* [MATERIAL TO PROCESS]

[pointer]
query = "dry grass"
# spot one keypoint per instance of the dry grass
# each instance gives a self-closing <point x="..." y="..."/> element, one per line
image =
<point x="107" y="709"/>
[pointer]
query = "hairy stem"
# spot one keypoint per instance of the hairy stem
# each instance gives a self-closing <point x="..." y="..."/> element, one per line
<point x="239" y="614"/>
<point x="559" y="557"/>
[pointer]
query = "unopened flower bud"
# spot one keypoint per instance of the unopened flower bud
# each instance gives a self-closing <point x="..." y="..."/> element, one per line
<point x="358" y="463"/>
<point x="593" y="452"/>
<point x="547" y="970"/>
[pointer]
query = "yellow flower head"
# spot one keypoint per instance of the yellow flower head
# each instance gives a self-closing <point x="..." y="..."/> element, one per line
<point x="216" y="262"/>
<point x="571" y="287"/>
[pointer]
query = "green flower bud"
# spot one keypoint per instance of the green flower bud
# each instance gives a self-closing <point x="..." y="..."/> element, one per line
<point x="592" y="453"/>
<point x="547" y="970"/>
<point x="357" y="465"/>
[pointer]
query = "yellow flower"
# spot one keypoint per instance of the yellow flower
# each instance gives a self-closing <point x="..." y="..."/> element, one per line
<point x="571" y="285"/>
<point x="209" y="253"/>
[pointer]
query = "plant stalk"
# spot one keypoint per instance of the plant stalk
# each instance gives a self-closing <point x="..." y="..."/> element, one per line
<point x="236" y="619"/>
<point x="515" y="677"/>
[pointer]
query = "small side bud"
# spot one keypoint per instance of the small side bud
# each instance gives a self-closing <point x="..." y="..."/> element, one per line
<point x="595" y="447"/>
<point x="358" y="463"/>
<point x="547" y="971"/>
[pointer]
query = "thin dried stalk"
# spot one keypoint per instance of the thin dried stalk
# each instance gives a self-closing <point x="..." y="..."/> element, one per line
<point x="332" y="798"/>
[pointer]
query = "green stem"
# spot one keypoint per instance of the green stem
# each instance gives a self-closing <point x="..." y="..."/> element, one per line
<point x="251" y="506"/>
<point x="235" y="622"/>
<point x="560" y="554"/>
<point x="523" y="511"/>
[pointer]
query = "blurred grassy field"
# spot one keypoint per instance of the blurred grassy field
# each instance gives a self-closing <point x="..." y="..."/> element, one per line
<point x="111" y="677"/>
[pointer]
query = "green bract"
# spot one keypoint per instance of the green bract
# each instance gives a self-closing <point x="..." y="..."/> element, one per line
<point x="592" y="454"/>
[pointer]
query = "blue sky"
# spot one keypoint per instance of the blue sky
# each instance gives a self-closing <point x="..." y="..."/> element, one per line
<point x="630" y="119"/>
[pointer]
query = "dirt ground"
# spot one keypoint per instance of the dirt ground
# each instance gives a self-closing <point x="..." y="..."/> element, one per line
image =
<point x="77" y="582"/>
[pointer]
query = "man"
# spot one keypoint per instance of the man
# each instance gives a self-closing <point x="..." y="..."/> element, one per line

* [SET TASK]
Reproduce each entry word for word.

* [THE REPLY]
[pointer]
query = "dry grass"
# spot one keypoint per instance of the dry grass
# each instance gives a self-closing <point x="..." y="..."/> element, one per line
image =
<point x="107" y="709"/>
[pointer]
query = "hairy stem"
# spot one keypoint per instance of the hairy stem
# each instance gives a self-closing <point x="..." y="..."/> element, one per line
<point x="239" y="614"/>
<point x="559" y="557"/>
[pointer]
query = "unopened flower bud"
# spot one keypoint per instance of the unopened flower bud
# each instance gives a self-closing <point x="..." y="..."/> element, one per line
<point x="358" y="463"/>
<point x="593" y="452"/>
<point x="547" y="970"/>
[pointer]
query = "yellow flower head"
# spot one keypoint per instance of the yellow flower head
# each instance gives a self-closing <point x="..." y="..."/> element, one per line
<point x="216" y="262"/>
<point x="571" y="287"/>
[pointer]
query = "green flower bud"
# spot one keypoint per instance of the green flower bud
# each instance gives a self-closing <point x="..." y="..."/> element, one per line
<point x="592" y="453"/>
<point x="547" y="970"/>
<point x="357" y="465"/>
[pointer]
query = "yellow flower"
# spot one keypoint per instance of the yellow flower
# each instance gives a self-closing <point x="..." y="..."/> element, one per line
<point x="571" y="285"/>
<point x="209" y="253"/>
[pointer]
query = "plant stalk"
# spot one keypoint per instance of the plant stalk
# each instance gives a self-closing <point x="..." y="..."/> element, one per line
<point x="236" y="619"/>
<point x="515" y="677"/>
[pointer]
query = "small side bud"
# spot one keypoint per instance of the small side bud
# each instance gives a self-closing <point x="..." y="..."/> element, one per line
<point x="595" y="447"/>
<point x="358" y="463"/>
<point x="547" y="971"/>
[pointer]
query = "thin dried stalk"
# spot one keypoint per instance of the thin dried stalk
# each instance gives a self-closing <point x="..." y="..."/> element, one per line
<point x="332" y="798"/>
[pointer]
query = "green stem"
# spot one keypoint per instance of the green stem
# each instance gives a self-closing <point x="..." y="..."/> element, one per line
<point x="251" y="506"/>
<point x="235" y="622"/>
<point x="560" y="554"/>
<point x="523" y="511"/>
[pointer]
query = "blurred grassy field"
# spot one keypoint per instance of the blurred grassy field
# each instance gives a self-closing <point x="..." y="..."/> element, one per line
<point x="111" y="677"/>
[pointer]
query = "green bract"
# spot one keypoint per instance of the green bract
# each instance gives a self-closing <point x="..." y="..."/> element, one per line
<point x="592" y="454"/>
[pointer]
query = "blue sky"
# spot one keypoint per instance of the blue sky
# each instance gives a self-closing <point x="..." y="..."/> element, one per line
<point x="630" y="119"/>
[pointer]
query = "dirt ground"
# spot one keypoint per instance of the dirt ground
# each instance gives a self-closing <point x="..." y="..."/> element, one per line
image =
<point x="77" y="582"/>
[pointer]
query = "man"
# spot one keypoint per instance of the man
# each instance gives a self-closing <point x="..." y="..."/> element, one per line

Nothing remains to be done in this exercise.